## Exercise instructions
a) In the blog post about a son's Christmas essay, list the things the writer names when describing how the boy views them.
b) Write the next part of the blog post about a son's Christmas essay, picking up after its final sentence.

Wednesday, December 13, 2017

A Joy Story

Homeschooling? It's a long obedience in the same direction. It's the epitomy of stick-to-itiveness. It's perseverance at its best.

My Siah wrote a Christmas essay for one of his live online classes. When he was done with it, he asked me to read it. It was kind of an emotional moment for me. Writing has been one of this kid's greatest challenges throughout our entire homeschooling journey. And reading his essay this Christmas, blessed me in two major ways. First, I was simply blown away at the fact that HE wrote this essay. Blown away by the simple things, like the fact that it makes sense and flows. Teaching a sweet little boy to write something that makes sense, is truly no easy task! And although these technical things are truly lovely and feel fabulously triumphant at this very moment, the second thing I love about this essay is that it reveals so much of my boy's heart. It's just a Christmas essay. I know that. But I think I'm just blown away by his words, and by the way that he views Christmas and Christ and family. I'm encouraged to keep up this "long obedience in the same direction," because his words are somehow this sweet little testimony to me, his mom-teacher, that Jesus is doing His thing in my boy, despite my 10,000 weaknesses and all the days that have felt like we were just heading in the wrong direction all together.

## Material
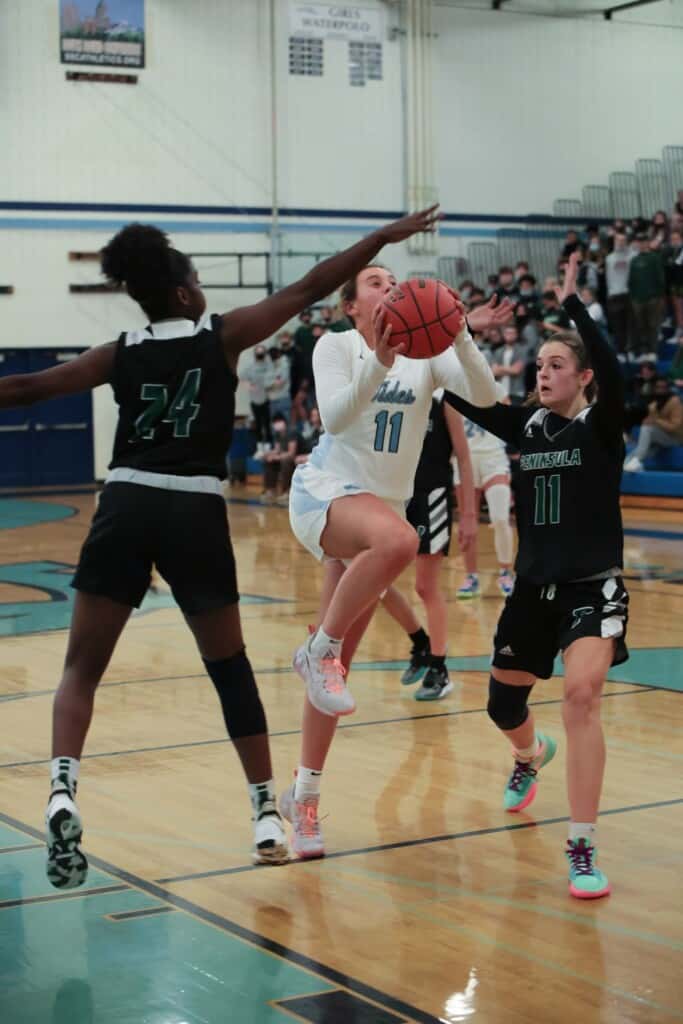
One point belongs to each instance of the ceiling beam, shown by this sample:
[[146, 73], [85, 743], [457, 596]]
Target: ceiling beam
[[607, 13]]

## Expected answers
a) Christmas, Christ, family

b)
I'm posting this essay in hopes that it brings hope in this season of Christmas, which is all about hope. I'm hoping it inspires us to keep on keeping on, even on the countless days when we want to give up. The academic stuff really does come in time, if we are consistently consistent. But the deep soul work that we long for in our kids above all things, comes too. It comes in the form of grace and glory and joy. His grace lavished on us, for His glory, and our joy. The soul work is always evidence of His unfailing faithfulness to do in us and our kids more than we can ever think up or imagine. 

So here it is__
Sian's Christmas Essay, 2017

“For God so loved the world that he gave his one and only son… (John 3:16)” Christmas would not be around if the Lord did not send his son to save us. This means that if Jesus did not come, there would be no reason for Christmas, and all the traditions that we have created over the years would be meaningless. Thankfully Jesus did come, and now we have an incredible reason to celebrate. Christmas is my favorite holiday of the year.  In my family we have many Christmas traditions, but my three favorites are, the birthday breakfast, spending time with my grandparents, and hunting for our Christmas tree in the mountains.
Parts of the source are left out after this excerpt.